(Collected data entries)
━━━━

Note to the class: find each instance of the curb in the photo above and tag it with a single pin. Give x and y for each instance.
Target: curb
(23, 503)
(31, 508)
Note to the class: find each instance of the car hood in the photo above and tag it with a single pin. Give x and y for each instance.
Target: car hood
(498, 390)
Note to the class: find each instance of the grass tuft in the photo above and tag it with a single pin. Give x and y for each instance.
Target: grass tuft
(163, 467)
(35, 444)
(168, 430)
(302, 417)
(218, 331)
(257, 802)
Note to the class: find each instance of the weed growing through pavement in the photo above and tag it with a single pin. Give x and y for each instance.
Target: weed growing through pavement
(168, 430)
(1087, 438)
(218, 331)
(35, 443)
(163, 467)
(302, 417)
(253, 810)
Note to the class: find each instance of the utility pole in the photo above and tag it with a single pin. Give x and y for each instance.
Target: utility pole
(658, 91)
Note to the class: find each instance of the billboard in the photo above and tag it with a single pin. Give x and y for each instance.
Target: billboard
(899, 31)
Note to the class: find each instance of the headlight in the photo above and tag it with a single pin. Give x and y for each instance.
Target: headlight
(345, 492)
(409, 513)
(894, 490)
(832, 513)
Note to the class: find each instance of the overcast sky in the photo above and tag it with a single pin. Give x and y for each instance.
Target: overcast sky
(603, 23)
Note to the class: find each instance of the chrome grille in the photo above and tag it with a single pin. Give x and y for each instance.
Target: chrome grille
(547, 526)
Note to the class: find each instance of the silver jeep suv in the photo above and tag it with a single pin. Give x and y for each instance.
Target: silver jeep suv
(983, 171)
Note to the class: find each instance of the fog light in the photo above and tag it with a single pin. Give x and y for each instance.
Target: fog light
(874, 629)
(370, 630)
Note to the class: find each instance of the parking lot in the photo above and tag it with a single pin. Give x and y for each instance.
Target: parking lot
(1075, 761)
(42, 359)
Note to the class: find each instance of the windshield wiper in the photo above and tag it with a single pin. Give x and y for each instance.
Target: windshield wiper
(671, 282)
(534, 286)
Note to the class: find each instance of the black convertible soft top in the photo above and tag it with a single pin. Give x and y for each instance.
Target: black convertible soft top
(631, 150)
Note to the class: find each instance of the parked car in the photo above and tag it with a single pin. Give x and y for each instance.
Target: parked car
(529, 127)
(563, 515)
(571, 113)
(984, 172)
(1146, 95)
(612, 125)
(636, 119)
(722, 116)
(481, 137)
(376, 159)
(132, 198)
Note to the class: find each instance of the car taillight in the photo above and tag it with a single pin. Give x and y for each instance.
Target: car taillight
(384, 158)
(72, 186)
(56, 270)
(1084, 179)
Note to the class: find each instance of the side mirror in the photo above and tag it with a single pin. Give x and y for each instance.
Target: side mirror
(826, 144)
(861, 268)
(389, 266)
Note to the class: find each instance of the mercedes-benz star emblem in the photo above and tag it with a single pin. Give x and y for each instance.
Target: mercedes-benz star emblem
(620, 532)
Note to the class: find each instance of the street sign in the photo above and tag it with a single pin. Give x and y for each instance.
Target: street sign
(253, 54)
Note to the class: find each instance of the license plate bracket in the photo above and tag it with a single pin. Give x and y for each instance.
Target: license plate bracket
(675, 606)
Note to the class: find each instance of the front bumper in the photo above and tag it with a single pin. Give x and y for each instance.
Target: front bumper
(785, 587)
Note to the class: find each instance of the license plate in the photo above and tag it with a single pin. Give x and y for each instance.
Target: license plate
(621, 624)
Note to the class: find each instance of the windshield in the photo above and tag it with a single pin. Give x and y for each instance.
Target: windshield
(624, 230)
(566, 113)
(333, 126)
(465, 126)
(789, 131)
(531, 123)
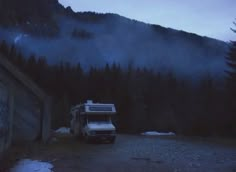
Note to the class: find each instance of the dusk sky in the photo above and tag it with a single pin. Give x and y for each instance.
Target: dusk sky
(212, 18)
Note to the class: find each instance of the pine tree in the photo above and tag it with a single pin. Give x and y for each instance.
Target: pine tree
(231, 83)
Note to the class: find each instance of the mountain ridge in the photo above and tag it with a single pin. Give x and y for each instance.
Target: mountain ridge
(94, 39)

━━━━

Word for word, restate all of the records. Exclude the pictures.

Note to the class: find each instance of the curb in the photo above and tag it with a single pin. Give x and y for each instance.
Target: curb
(23, 503)
(31, 508)
Note to the class: find each instance of the car hood in the photo above and tag it with a single pin. Give x and y for each instance.
Target: car hood
(498, 390)
Note to the class: find each instance of the grass tuft in the photo above and tag it with a single pin. Give x and y for each instance.
Target: grass tuft
(163, 467)
(35, 444)
(168, 430)
(302, 417)
(218, 331)
(257, 802)
Note to the class: find each instance of the weed growing through pavement in the photo above and tag it with a single pin. Give x and y for each instance.
Target: weed growing through pavement
(168, 430)
(1087, 438)
(218, 331)
(35, 443)
(163, 467)
(302, 417)
(253, 810)
Note to the class: find each instance of the utility pole in the photo above and tag it with a single pin. Give x and y for each instance.
Target: utility pole
(658, 91)
Note to the class: find each instance of the billboard in the photo above and tag it with a single pin. Give x and y for each instance.
Target: billboard
(899, 31)
Note to the class: find each instance of the headlight in the photo above and tag it with a single pin. Give x and y for each instance.
Target: headlight
(345, 492)
(409, 513)
(894, 490)
(832, 513)
Note to the class: find each instance of the overcast sky in the photo above and tag it with a single pin. Give x and y for each instance.
Target: overcast sky
(603, 23)
Note to the class: find each instance of the chrome grille in the photo above and tag it with a single pin. Give x and y for each instance.
Target: chrome grille
(547, 526)
Note to the class: find each instance of the silver jeep suv in the photo above and tag it with a single pin. Give x and y for each instance.
Target: silver jeep suv
(983, 171)
Note to the class: find each instance of the fog light in the photo above and tag it with a single pin. Give x and y for each instance.
Target: fog light
(874, 629)
(370, 630)
Note to the class: find each instance of the parking lot in the photo above and tag it with a single pin. Give x and y for each instance.
Target: parking lot
(1075, 761)
(42, 359)
Note to the class: find each instance of the windshield wiper in the photo above and tag it with a single pin. Give x and y for each instance.
Target: windshield wiper
(671, 282)
(534, 286)
Note to the class: find each instance of the black convertible soft top in the photo above and tag it with a single pin. Give x and y for each instance.
Target: black convertible soft top
(631, 150)
Note to the class: find each instance of the parked car in the photo above and tag it with a single pin. Give x and y for each instance.
Target: parked car
(529, 127)
(563, 515)
(571, 113)
(984, 172)
(1146, 95)
(612, 125)
(636, 119)
(722, 116)
(481, 137)
(376, 159)
(132, 198)
Note to the class: find each instance of the car taillight in the photo above and tag it with a single pin. Give x and y for each instance.
Target: car taillight
(384, 158)
(72, 186)
(56, 270)
(1084, 179)
Note to the class: find each instance of the side mirror in the photo above and tag it with a single pin. Give x and y for each instance.
Target: side mirror
(826, 144)
(861, 268)
(389, 266)
Note to the class: find each instance of the mercedes-benz star emblem in the photo above and tag it with a single pin. Give x and y for each instance.
Target: mercedes-benz star emblem
(620, 532)
Note to the class: find each instance of the street sign in the photo above and tag it with a single pin. Give x and y for each instance.
Target: street sign
(253, 54)
Note to the class: find each instance of the license plate bracket in the photo above and tag it with a single pin. Give x and y for each instance.
Target: license plate bracket
(675, 606)
Note to the class: find each instance of the front bumper in the photo above and tag it with a single pin. Give x and y for each instance.
Target: front bumper
(785, 587)
Note to the class: find each instance of the license plate in the photo above and tag it with a single pin. Give x and y for each instance.
Target: license plate
(621, 624)
Note to the class: find each instance of the windshield in the photo above and tag it with a single pin. Give x and y for each instance.
Target: windshield
(624, 230)
(566, 113)
(333, 126)
(465, 126)
(789, 131)
(531, 123)
Note to the class: find each instance of the dusk sky in the photo above and tag it with a single pin. Give x and y for each instance.
Target: dusk sky
(212, 18)
Note to the class: find each instance of the pine tree in the photo above and tag it with a single pin. Give x and y for each instance.
Target: pine tree
(231, 83)
Note to the class: find each instance of the mountain ridge in the photo above and tag it with a single pin. Give x and y for each instance.
Target: mountain ridge
(94, 39)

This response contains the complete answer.